Task to carry out: Your task is to transcribe the records exactly, skipping every image.

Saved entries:
☆ ☆ ☆ ☆ ☆

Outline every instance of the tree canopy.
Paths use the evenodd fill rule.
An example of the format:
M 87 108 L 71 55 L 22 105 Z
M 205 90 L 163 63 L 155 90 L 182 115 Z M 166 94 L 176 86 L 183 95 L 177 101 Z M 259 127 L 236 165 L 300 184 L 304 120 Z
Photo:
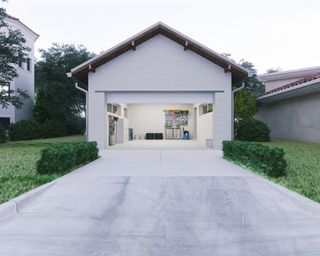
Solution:
M 253 63 L 242 59 L 240 60 L 240 65 L 250 72 L 250 76 L 243 81 L 245 83 L 246 90 L 256 97 L 262 95 L 265 91 L 265 86 L 259 80 L 257 70 L 254 68 Z
M 236 93 L 234 99 L 234 117 L 236 120 L 248 119 L 257 112 L 256 97 L 247 90 L 241 90 Z
M 230 53 L 222 53 L 221 55 L 235 62 L 235 60 L 231 58 Z M 243 90 L 235 93 L 234 116 L 237 121 L 252 118 L 256 114 L 258 111 L 256 98 L 265 91 L 265 86 L 259 80 L 254 64 L 244 59 L 240 60 L 239 64 L 246 68 L 250 75 L 243 81 L 233 85 L 234 88 L 237 88 L 240 87 L 242 83 L 245 84 Z
M 20 108 L 28 94 L 19 88 L 10 89 L 8 85 L 18 76 L 16 67 L 26 61 L 30 49 L 25 45 L 22 32 L 6 23 L 7 16 L 6 10 L 0 8 L 0 106 L 6 108 L 13 104 Z
M 77 90 L 67 72 L 94 55 L 84 46 L 53 43 L 40 50 L 41 60 L 36 63 L 36 102 L 33 116 L 39 123 L 48 120 L 63 123 L 70 134 L 85 113 L 85 95 Z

☆ ☆ ☆ ☆ ☆

Problem solution:
Outline every instance of the tree canopy.
Paths use the evenodd fill rule.
An example of the format:
M 87 108 L 71 55 L 22 105 Z
M 205 90 L 163 63 L 155 90 L 182 115 Z M 166 94 L 176 86 L 183 95 L 177 101 Z M 259 127 L 236 165 L 300 184 L 304 120 Z
Photo:
Solution:
M 253 63 L 242 59 L 240 60 L 240 65 L 250 72 L 250 76 L 243 81 L 245 83 L 246 90 L 256 97 L 262 95 L 265 91 L 265 86 L 259 80 L 257 70 L 254 68 Z
M 236 93 L 234 99 L 234 117 L 236 120 L 248 119 L 257 112 L 256 97 L 247 90 L 241 90 Z
M 230 53 L 222 53 L 221 55 L 235 62 L 235 60 L 231 58 Z M 243 90 L 235 93 L 234 116 L 237 121 L 252 118 L 256 114 L 258 111 L 256 98 L 265 91 L 265 86 L 259 80 L 254 64 L 244 59 L 240 60 L 239 64 L 246 68 L 250 75 L 243 81 L 233 85 L 234 88 L 237 88 L 240 87 L 242 83 L 245 84 Z
M 20 108 L 28 94 L 19 88 L 10 89 L 8 85 L 18 76 L 16 67 L 26 61 L 30 49 L 25 45 L 22 32 L 6 23 L 7 16 L 6 10 L 0 8 L 0 106 L 6 108 L 13 104 Z
M 77 90 L 67 72 L 94 55 L 84 46 L 53 43 L 40 50 L 41 60 L 36 63 L 36 102 L 33 116 L 39 123 L 48 120 L 63 123 L 70 134 L 85 113 L 85 95 Z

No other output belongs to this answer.